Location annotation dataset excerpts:
▽

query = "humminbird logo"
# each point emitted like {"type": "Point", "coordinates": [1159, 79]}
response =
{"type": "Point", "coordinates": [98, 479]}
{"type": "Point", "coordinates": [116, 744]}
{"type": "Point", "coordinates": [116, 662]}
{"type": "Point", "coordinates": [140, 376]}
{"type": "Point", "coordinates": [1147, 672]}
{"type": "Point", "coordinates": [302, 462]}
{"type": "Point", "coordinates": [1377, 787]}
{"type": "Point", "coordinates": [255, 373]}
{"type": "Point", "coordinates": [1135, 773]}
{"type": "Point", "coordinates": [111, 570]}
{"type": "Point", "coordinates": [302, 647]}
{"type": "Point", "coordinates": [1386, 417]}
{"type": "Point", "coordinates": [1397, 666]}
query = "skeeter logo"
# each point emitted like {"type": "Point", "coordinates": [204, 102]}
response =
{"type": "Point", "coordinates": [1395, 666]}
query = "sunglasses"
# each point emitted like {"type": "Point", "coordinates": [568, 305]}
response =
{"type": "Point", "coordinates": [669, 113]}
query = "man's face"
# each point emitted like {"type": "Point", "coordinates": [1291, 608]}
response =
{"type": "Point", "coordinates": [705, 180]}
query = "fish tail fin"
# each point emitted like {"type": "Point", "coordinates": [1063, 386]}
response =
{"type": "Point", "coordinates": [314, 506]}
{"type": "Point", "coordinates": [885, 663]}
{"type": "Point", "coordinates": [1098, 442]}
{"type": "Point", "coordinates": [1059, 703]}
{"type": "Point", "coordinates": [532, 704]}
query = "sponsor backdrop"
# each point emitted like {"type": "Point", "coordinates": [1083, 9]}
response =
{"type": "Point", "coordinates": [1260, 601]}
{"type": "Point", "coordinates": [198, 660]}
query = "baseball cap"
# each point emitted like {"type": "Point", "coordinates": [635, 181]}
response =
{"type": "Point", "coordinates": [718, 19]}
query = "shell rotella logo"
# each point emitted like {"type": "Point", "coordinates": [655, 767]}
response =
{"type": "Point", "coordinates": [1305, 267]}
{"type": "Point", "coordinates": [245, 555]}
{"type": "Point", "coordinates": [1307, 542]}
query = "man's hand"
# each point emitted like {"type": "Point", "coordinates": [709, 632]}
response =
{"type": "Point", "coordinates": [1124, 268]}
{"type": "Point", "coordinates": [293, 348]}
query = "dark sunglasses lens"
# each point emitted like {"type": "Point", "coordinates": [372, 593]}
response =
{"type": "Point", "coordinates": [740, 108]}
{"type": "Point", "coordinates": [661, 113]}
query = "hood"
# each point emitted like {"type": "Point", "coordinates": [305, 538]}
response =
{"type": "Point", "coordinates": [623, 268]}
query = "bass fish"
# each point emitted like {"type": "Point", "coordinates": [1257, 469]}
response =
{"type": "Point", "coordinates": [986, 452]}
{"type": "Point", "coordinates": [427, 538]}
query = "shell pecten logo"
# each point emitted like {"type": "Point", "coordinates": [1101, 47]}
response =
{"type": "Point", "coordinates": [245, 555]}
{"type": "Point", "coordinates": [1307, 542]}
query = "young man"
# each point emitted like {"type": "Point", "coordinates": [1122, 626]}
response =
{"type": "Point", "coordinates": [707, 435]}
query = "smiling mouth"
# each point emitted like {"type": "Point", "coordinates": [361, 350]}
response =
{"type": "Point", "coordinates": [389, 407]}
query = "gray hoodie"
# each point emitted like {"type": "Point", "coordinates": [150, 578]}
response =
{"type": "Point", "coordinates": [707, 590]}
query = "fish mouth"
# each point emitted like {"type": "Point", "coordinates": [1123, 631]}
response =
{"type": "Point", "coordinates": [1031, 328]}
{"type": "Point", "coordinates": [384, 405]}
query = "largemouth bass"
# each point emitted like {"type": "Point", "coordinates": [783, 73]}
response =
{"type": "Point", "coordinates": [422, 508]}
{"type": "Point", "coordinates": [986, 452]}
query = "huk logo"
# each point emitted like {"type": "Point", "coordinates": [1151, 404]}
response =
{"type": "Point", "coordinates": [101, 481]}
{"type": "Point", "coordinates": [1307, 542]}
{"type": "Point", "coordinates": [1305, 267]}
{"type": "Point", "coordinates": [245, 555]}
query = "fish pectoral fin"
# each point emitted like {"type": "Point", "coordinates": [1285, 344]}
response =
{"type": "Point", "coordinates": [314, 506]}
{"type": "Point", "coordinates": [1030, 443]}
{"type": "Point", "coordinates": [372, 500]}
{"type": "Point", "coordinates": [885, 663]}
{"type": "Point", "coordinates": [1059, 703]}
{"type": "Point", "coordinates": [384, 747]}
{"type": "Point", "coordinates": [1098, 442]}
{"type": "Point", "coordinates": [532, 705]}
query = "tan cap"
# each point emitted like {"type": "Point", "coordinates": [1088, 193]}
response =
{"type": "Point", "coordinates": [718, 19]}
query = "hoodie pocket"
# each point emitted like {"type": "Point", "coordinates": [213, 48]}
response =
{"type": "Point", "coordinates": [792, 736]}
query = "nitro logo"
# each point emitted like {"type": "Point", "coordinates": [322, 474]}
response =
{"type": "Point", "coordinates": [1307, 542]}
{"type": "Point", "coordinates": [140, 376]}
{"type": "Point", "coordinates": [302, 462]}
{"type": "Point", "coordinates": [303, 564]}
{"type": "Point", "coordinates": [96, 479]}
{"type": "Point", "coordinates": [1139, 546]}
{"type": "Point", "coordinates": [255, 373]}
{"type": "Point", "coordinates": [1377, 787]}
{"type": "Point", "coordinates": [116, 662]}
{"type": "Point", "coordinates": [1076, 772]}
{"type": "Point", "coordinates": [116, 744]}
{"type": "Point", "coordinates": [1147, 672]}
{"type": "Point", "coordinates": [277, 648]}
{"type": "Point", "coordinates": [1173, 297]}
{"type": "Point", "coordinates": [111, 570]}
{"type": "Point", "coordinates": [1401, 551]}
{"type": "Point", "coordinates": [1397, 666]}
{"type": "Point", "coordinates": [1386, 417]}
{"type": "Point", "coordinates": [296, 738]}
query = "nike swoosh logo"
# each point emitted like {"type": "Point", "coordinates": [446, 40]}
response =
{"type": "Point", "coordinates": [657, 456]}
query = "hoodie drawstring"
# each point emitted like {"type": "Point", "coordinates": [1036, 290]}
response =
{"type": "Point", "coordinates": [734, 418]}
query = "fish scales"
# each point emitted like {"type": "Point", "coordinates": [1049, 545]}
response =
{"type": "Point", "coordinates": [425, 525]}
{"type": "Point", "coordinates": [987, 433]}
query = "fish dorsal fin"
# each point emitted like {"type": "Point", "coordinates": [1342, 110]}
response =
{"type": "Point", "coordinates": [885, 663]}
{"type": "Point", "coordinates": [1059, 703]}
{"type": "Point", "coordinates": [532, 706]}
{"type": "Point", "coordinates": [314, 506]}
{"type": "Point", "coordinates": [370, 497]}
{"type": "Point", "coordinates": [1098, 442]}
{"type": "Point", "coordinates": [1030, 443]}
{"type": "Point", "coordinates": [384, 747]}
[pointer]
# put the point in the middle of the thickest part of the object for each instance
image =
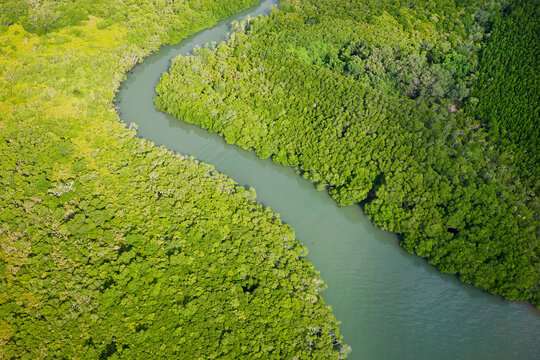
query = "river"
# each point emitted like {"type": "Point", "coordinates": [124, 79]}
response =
{"type": "Point", "coordinates": [392, 305]}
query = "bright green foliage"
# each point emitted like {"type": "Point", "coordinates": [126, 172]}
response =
{"type": "Point", "coordinates": [113, 248]}
{"type": "Point", "coordinates": [509, 82]}
{"type": "Point", "coordinates": [370, 109]}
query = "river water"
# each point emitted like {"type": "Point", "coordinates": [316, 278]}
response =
{"type": "Point", "coordinates": [392, 305]}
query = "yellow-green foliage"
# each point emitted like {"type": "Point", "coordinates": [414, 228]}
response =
{"type": "Point", "coordinates": [113, 248]}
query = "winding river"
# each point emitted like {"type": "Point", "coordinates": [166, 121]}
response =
{"type": "Point", "coordinates": [392, 305]}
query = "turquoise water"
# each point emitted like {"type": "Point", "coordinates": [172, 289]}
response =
{"type": "Point", "coordinates": [392, 305]}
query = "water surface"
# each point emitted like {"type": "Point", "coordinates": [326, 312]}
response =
{"type": "Point", "coordinates": [392, 305]}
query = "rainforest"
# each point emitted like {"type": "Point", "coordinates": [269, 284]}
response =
{"type": "Point", "coordinates": [422, 113]}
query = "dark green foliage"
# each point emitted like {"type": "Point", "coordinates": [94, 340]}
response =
{"type": "Point", "coordinates": [316, 89]}
{"type": "Point", "coordinates": [508, 84]}
{"type": "Point", "coordinates": [113, 248]}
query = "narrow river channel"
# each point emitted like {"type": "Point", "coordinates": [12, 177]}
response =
{"type": "Point", "coordinates": [392, 305]}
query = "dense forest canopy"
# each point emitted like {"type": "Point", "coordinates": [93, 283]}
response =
{"type": "Point", "coordinates": [112, 247]}
{"type": "Point", "coordinates": [375, 101]}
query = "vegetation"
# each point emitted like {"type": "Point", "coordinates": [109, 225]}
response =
{"type": "Point", "coordinates": [366, 98]}
{"type": "Point", "coordinates": [508, 84]}
{"type": "Point", "coordinates": [111, 247]}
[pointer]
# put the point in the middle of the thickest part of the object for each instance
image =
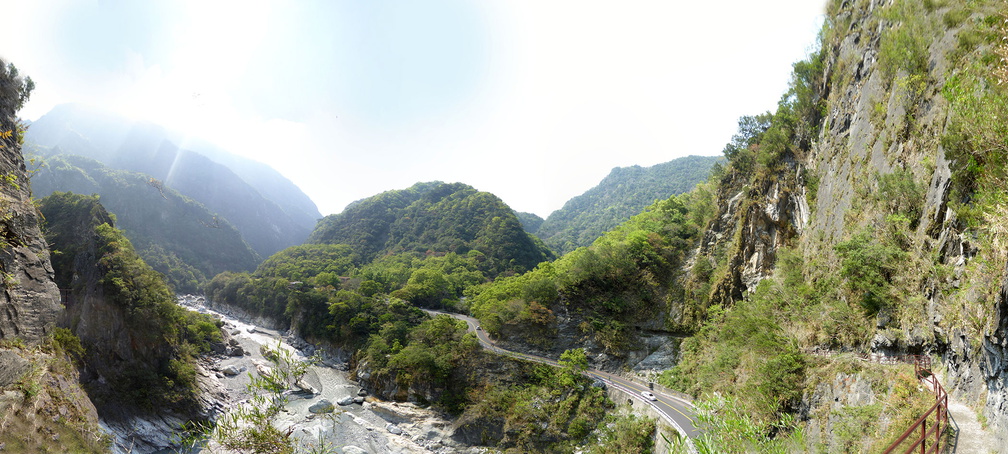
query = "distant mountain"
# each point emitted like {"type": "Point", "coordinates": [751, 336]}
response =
{"type": "Point", "coordinates": [268, 210]}
{"type": "Point", "coordinates": [434, 218]}
{"type": "Point", "coordinates": [174, 234]}
{"type": "Point", "coordinates": [624, 193]}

△

SHORT TASK
List every line of the entries above that contains the string "logo", matching case exactly.

RESULT
query = "humminbird logo"
query = "skeeter logo"
query = "shell rotella logo"
query = "shell pecten logo"
query = "huk logo"
query = "nitro logo"
query = "nike swoosh logo"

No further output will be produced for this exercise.